*Supplied passage*:
THE COURT: [Y]ou were more concerned, then, with finding out what second was?


JUROR DIGESTI: I wanted to know that. Nobody knew. I asked if we could send a note to ask, and they told me, and then I realized, this is bad, because they said, "It is not your concern. You are not to be concerned about that." It is so hard not to be concerned.


THE COURT: We understand it is a very natural response to be concerned. It is just that they are right, the law says you cannot consider that.


Digesti went on to say that there had been no prior discussions among the jurors concerning the possible penalties for different degrees of murder. She also admitted that she had visited the law library once but had not found anything and had not disclosed anything about this event to any of the other jurors.


After Digesti had left the judge's chambers, defense counsel moved for a mistrial based on her misconduct. The judge offered to remove Digesti and replace her with an alternate, but counsel argued that the jury was contaminated.


After lunch this same day, Digesti was again questioned in camera, and stated that she could put the issue of penalty out of her mind in her deliberations, and that she would not again seek any such information during the deliberations. Defense counsel renewed his motion for a mistrial. He stated that if his motion were denied, he requested that "all of the jurors be voir dired as to their ability to sit fairly." The judge agreed to question each juror, and told counsel that after those interviews he would rule on the mistrial motion.


Each juror was then brought into chambers, in the presence of counsel. The judge asked each juror (1) whether he or she had heard Digesti make any remarks about penalties; (2) whether anyone had responded to Digesti's remarks; and (3) whether he or she could refrain from considering penalties when deliberating over the defendant's guilt or innocence. All jurors said they had heard Digesti's remarks, most said they had heard responses to the effect that the jury was not supposed to consider the penalty in reaching a verdict, and all swore they could be fair and impartial notwithstanding this mention of penalties.

*Objective 1*: Pull out every line of the records below that contains the word "woman", and copy each one as it appears.

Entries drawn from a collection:
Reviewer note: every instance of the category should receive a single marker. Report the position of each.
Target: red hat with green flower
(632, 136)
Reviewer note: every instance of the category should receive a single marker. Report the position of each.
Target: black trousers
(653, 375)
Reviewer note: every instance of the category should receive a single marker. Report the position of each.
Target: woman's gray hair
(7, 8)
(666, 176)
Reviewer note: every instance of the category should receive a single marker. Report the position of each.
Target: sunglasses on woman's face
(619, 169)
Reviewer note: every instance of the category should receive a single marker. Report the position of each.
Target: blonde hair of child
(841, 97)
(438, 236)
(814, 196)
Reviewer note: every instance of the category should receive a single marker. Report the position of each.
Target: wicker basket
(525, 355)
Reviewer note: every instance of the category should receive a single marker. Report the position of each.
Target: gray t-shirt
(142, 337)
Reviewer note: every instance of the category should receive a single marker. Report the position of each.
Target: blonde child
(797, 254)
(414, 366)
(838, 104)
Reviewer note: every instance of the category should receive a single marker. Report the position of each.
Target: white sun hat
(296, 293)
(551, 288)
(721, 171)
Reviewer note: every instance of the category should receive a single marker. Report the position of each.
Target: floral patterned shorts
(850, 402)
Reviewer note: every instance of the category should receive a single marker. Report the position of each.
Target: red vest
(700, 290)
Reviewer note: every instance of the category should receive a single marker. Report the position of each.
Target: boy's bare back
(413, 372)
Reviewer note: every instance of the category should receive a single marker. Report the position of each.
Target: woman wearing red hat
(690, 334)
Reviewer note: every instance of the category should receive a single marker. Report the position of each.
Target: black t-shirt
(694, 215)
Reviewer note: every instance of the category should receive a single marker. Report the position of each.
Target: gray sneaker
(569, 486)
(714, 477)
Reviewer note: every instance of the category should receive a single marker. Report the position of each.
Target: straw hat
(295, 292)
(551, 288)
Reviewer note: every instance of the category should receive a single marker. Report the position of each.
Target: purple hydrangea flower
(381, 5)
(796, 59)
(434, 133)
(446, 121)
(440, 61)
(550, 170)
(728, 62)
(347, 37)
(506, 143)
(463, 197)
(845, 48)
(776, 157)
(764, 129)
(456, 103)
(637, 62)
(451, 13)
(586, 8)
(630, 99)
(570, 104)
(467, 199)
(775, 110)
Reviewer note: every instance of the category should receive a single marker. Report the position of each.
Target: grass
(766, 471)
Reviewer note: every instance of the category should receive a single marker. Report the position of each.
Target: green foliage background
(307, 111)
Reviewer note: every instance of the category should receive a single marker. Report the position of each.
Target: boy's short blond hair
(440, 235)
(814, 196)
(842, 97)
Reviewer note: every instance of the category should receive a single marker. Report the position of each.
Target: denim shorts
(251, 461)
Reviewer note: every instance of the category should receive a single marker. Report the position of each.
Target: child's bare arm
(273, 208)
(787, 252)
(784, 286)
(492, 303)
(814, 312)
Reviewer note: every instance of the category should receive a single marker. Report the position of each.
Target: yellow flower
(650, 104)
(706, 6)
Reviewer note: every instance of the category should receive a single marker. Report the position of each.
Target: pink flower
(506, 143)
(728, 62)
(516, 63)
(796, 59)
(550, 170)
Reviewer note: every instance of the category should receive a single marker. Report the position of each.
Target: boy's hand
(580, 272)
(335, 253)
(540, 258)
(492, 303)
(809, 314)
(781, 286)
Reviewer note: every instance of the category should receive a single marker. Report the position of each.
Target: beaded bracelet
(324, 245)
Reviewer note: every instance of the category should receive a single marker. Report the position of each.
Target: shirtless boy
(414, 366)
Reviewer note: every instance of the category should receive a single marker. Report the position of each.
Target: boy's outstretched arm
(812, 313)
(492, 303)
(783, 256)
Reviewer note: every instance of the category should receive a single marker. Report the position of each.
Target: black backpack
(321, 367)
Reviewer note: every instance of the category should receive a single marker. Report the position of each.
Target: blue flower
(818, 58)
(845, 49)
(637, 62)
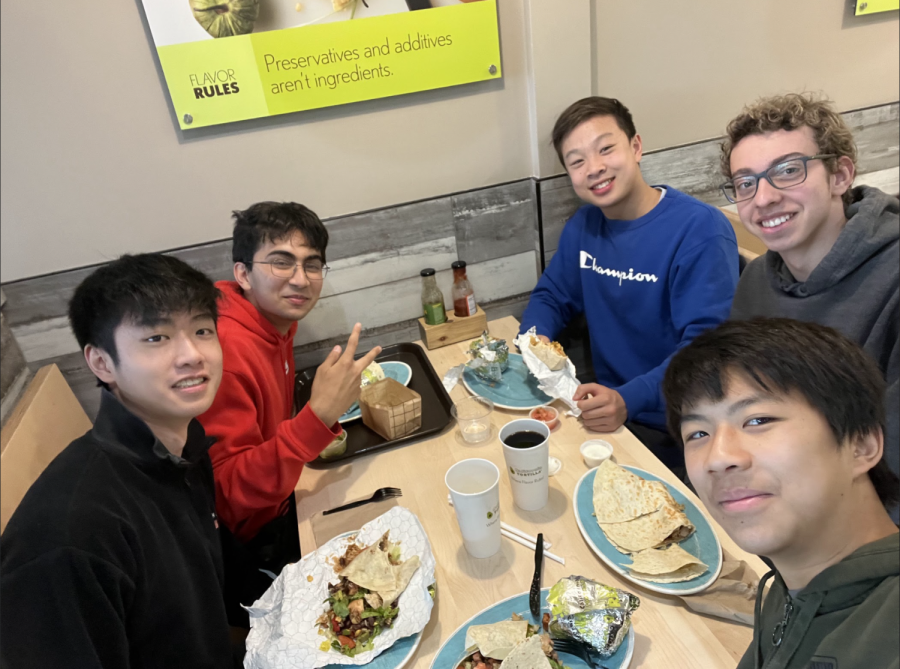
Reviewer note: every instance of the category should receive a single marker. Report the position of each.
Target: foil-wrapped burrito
(490, 357)
(591, 612)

*Objective 2*: From the juror passage above, list each question the judge put to every juror in chambers.

*Worked solution 1*:
Target: woman's gray hair
Target: sunglasses on woman's face
Target: woman wearing red hat

*Worked solution 2*:
1. Whether he or she had heard Digesti make any remarks about penalties
2. Whether anyone had responded to Digesti's remarks
3. Whether he or she could refrain from considering penalties when deliberating over the defendant's guilt or innocence